* [Task directions]: Below are the records; they must be reproduced verbatim.

[Source records]
[Start of section]

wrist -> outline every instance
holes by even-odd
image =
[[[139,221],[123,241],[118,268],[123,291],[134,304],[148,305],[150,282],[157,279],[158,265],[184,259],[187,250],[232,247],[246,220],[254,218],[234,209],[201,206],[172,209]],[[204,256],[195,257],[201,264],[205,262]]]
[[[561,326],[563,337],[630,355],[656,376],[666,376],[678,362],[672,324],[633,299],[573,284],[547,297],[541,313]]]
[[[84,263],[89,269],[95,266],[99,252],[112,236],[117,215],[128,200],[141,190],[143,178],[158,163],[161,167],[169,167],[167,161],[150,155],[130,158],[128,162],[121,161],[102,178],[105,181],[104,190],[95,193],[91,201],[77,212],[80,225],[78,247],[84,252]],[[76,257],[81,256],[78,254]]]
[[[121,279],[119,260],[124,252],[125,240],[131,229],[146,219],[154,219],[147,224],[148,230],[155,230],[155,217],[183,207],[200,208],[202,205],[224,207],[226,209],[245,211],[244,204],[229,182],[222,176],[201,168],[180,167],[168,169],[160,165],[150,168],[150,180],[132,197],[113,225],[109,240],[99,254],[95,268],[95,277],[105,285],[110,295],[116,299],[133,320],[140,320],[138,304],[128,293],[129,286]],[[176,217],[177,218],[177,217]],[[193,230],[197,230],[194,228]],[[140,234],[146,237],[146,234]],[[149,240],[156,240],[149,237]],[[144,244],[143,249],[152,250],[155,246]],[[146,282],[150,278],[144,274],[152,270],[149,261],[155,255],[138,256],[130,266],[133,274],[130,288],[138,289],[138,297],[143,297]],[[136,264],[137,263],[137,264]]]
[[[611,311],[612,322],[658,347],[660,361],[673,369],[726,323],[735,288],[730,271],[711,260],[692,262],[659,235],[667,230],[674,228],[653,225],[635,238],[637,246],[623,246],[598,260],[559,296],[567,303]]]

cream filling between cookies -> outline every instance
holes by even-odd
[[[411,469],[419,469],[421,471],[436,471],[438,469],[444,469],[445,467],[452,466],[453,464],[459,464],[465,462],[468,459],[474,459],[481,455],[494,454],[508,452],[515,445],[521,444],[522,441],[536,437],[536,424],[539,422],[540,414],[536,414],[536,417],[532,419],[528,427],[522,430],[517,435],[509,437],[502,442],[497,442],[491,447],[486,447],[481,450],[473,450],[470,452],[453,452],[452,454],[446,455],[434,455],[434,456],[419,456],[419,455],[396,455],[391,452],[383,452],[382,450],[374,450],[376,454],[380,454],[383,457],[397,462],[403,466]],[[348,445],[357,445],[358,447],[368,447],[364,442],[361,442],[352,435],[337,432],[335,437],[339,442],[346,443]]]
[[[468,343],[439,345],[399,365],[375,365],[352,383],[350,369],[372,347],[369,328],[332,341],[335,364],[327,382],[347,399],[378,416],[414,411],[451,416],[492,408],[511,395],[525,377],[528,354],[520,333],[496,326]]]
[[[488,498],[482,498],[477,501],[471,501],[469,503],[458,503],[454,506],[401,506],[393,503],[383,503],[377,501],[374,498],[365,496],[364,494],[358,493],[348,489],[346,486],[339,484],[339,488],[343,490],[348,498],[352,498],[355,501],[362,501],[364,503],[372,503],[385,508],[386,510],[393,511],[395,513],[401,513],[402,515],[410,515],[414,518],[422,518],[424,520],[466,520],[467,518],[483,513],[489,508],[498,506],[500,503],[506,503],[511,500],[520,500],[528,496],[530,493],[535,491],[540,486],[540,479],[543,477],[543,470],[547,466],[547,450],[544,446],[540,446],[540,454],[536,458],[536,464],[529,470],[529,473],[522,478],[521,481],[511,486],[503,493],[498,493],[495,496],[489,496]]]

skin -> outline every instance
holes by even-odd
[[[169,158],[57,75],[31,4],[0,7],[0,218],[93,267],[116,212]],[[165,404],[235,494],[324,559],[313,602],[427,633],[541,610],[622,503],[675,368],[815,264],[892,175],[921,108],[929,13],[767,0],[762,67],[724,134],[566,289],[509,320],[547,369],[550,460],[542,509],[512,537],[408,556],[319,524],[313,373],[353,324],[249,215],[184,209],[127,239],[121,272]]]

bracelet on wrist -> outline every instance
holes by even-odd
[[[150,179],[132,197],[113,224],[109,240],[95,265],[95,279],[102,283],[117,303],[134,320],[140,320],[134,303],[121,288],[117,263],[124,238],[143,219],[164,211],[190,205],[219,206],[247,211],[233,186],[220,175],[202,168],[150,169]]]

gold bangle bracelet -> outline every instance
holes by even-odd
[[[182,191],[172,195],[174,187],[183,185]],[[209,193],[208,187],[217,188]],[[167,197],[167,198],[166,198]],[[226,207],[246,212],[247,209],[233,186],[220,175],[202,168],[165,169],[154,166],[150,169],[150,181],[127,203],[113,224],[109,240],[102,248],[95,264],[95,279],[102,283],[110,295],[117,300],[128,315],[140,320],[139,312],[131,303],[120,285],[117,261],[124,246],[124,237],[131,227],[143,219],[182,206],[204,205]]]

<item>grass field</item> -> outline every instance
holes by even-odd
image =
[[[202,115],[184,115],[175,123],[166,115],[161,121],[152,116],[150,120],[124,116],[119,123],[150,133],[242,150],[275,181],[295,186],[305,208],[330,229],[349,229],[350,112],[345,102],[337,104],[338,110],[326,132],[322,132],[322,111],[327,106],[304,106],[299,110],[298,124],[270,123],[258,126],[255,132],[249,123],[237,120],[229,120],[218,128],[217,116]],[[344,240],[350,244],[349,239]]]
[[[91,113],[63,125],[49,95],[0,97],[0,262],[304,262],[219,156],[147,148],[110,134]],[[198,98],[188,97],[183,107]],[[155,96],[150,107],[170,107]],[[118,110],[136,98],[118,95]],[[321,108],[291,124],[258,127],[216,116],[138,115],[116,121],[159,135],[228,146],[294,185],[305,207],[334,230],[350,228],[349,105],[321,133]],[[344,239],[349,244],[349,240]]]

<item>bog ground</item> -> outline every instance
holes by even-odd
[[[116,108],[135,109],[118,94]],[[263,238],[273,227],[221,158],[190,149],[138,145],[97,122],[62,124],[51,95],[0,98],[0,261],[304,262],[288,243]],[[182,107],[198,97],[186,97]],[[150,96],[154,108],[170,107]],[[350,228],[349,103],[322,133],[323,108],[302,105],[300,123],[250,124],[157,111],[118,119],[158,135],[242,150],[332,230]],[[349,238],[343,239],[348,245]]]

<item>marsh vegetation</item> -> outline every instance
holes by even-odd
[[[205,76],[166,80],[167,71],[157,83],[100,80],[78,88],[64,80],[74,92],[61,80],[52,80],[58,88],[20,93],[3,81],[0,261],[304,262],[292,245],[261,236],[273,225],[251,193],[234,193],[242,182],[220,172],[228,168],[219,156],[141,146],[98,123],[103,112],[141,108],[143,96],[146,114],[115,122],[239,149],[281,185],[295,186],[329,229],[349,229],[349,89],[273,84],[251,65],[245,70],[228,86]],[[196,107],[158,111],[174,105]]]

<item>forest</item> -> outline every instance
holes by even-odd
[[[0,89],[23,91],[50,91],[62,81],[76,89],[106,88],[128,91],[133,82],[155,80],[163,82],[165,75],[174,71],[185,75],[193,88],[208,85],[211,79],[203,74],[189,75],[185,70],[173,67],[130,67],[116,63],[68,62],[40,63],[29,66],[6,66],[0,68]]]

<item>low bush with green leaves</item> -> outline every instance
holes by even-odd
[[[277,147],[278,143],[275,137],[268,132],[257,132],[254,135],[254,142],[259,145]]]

[End of section]

* [Reply]:
wrist -> outline every instance
holes by even-odd
image =
[[[139,221],[123,241],[118,268],[123,291],[134,304],[148,305],[150,282],[157,279],[158,265],[184,259],[187,250],[232,247],[246,220],[254,218],[234,209],[201,206],[172,209]],[[204,256],[195,257],[201,264],[205,262]]]
[[[561,326],[563,337],[630,355],[656,376],[666,376],[678,362],[672,324],[633,299],[573,284],[547,297],[541,313]]]
[[[84,263],[89,269],[95,266],[99,252],[112,236],[117,215],[128,200],[141,190],[143,178],[158,163],[161,167],[169,167],[167,161],[150,155],[130,158],[128,162],[121,161],[102,178],[105,181],[104,190],[95,193],[91,201],[77,212],[80,225],[78,247],[84,252]],[[76,257],[81,256],[78,254]]]
[[[121,279],[119,260],[124,252],[125,240],[131,229],[146,219],[154,219],[147,224],[148,230],[155,230],[155,217],[183,207],[200,208],[202,205],[224,207],[226,209],[245,211],[244,204],[229,182],[222,176],[201,168],[180,167],[168,169],[160,165],[150,168],[150,180],[132,197],[113,225],[109,240],[99,254],[95,268],[95,277],[105,285],[110,295],[116,299],[133,320],[140,320],[138,304],[128,293],[129,286]],[[176,217],[177,218],[177,217]],[[193,230],[197,230],[194,228]],[[140,234],[146,237],[146,234]],[[149,240],[156,240],[149,237]],[[144,244],[143,249],[152,250],[155,246]],[[146,282],[150,278],[144,274],[152,270],[149,261],[155,255],[138,256],[130,266],[133,274],[130,288],[138,289],[138,297],[143,297]],[[136,264],[137,263],[137,264]]]
[[[611,311],[612,322],[658,347],[660,361],[673,369],[726,323],[735,288],[730,271],[711,260],[692,262],[659,235],[667,230],[674,228],[653,225],[635,238],[637,246],[623,246],[598,260],[559,296],[567,303]]]

cream filling between cookies -> outline every instance
holes by even-odd
[[[411,469],[419,469],[421,471],[436,471],[438,469],[444,469],[445,467],[452,466],[453,464],[459,464],[465,462],[468,459],[474,459],[481,455],[494,454],[508,452],[515,445],[521,444],[522,441],[536,437],[536,424],[539,422],[540,414],[536,414],[536,417],[532,419],[528,427],[522,430],[517,435],[509,437],[502,442],[497,442],[491,447],[486,447],[481,450],[473,450],[470,452],[453,452],[452,454],[446,455],[434,455],[434,456],[419,456],[419,455],[396,455],[391,452],[383,452],[382,450],[374,450],[376,454],[380,454],[383,457],[397,462],[403,466]],[[348,445],[357,445],[358,447],[368,447],[364,442],[361,442],[352,435],[337,432],[335,437],[339,442],[346,443]]]
[[[468,343],[439,345],[399,365],[375,365],[352,383],[350,369],[372,347],[369,328],[332,341],[335,364],[327,382],[347,399],[378,416],[414,411],[451,416],[492,408],[511,395],[525,377],[528,354],[520,333],[496,326]]]
[[[488,498],[482,498],[477,501],[471,501],[469,503],[458,503],[454,506],[401,506],[393,503],[383,503],[377,501],[374,498],[365,496],[364,494],[358,493],[348,489],[346,486],[339,484],[339,488],[343,490],[348,498],[352,498],[355,501],[362,501],[364,503],[372,503],[385,508],[386,510],[393,511],[395,513],[401,513],[402,515],[410,515],[414,518],[422,518],[424,520],[466,520],[467,518],[483,513],[489,508],[498,506],[500,503],[506,503],[511,500],[520,500],[528,496],[530,493],[535,491],[540,486],[540,479],[543,477],[543,470],[547,466],[547,450],[544,446],[540,446],[540,454],[536,458],[536,464],[529,470],[529,473],[522,478],[521,481],[511,486],[503,493],[498,493],[495,496],[489,496]]]

skin -> outline every instance
holes by even-odd
[[[169,158],[57,75],[31,4],[0,7],[0,218],[93,267],[116,212]],[[165,404],[235,494],[324,559],[313,602],[427,633],[541,610],[622,503],[675,368],[815,264],[892,175],[921,108],[929,13],[767,0],[762,67],[724,134],[566,289],[509,320],[547,369],[550,460],[542,509],[512,537],[408,556],[319,524],[313,373],[353,324],[249,215],[184,209],[127,239],[121,272]]]

bracelet on wrist -> outline every instance
holes by even-odd
[[[150,179],[132,197],[113,224],[109,240],[95,265],[95,279],[102,283],[117,303],[134,320],[140,320],[134,303],[121,288],[117,263],[124,238],[143,219],[164,211],[190,205],[219,206],[247,211],[233,186],[220,175],[202,168],[150,169]]]

gold bangle bracelet -> outline every instance
holes by even-odd
[[[182,191],[172,195],[174,187],[183,185]],[[209,193],[208,187],[217,188]],[[167,197],[167,198],[166,198]],[[226,207],[246,212],[247,209],[233,186],[220,175],[202,168],[165,169],[154,166],[150,169],[150,181],[127,203],[113,224],[109,240],[102,248],[95,264],[95,279],[102,283],[110,295],[117,300],[128,315],[140,320],[139,312],[131,303],[120,285],[117,261],[124,246],[124,237],[131,227],[143,219],[182,206],[204,205]]]

<item>grass field</item> -> outline every instance
holes by even-odd
image =
[[[202,115],[184,115],[175,123],[166,115],[161,121],[152,116],[150,120],[124,116],[119,123],[150,133],[242,150],[275,181],[295,186],[305,208],[330,229],[349,229],[350,112],[345,102],[337,104],[338,110],[326,132],[322,132],[322,111],[327,106],[304,106],[299,110],[298,124],[270,123],[258,126],[255,132],[249,123],[237,120],[229,120],[218,128],[217,116]],[[344,240],[350,244],[349,239]]]
[[[91,113],[63,125],[49,95],[0,97],[0,262],[304,262],[219,156],[147,148],[110,134]],[[198,98],[188,97],[183,107]],[[155,96],[150,107],[170,107]],[[118,110],[136,98],[118,95]],[[321,108],[291,124],[258,127],[216,116],[138,115],[116,121],[159,135],[228,146],[294,185],[305,207],[334,230],[350,228],[349,105],[321,133]],[[344,239],[349,244],[349,240]]]

<item>bog ground</item> -> outline every instance
holes by even-odd
[[[116,108],[135,109],[118,94]],[[263,238],[273,227],[221,158],[190,149],[138,145],[97,122],[62,124],[51,95],[0,98],[0,261],[304,262],[288,243]],[[182,107],[198,97],[186,97]],[[150,96],[154,108],[170,107]],[[350,228],[349,103],[322,133],[323,108],[302,105],[300,123],[250,124],[157,111],[118,119],[158,135],[242,150],[332,230]],[[349,238],[343,239],[348,245]]]

<item>marsh vegetation</item> -> outline every instance
holes by even-odd
[[[205,76],[166,80],[167,71],[157,83],[100,80],[78,88],[64,80],[74,92],[61,80],[52,80],[58,88],[20,93],[3,81],[0,261],[304,262],[292,245],[261,236],[273,225],[251,193],[234,193],[242,182],[220,172],[228,168],[219,156],[141,146],[98,123],[103,112],[141,108],[143,96],[146,114],[115,122],[239,149],[281,185],[295,186],[329,229],[349,229],[349,89],[273,84],[251,65],[245,70],[228,86]],[[196,107],[158,111],[174,105]]]

<item>forest</item> -> outline every instance
holes by even-odd
[[[0,89],[23,91],[50,91],[62,81],[76,89],[106,88],[128,91],[133,82],[155,80],[163,82],[165,75],[174,71],[185,75],[193,88],[208,85],[211,79],[203,74],[189,75],[185,70],[173,67],[130,67],[116,63],[68,62],[40,63],[29,66],[6,66],[0,68]]]

<item>low bush with green leaves</item> -> outline every instance
holes by even-odd
[[[277,147],[278,143],[275,137],[268,132],[257,132],[254,135],[254,142],[259,145]]]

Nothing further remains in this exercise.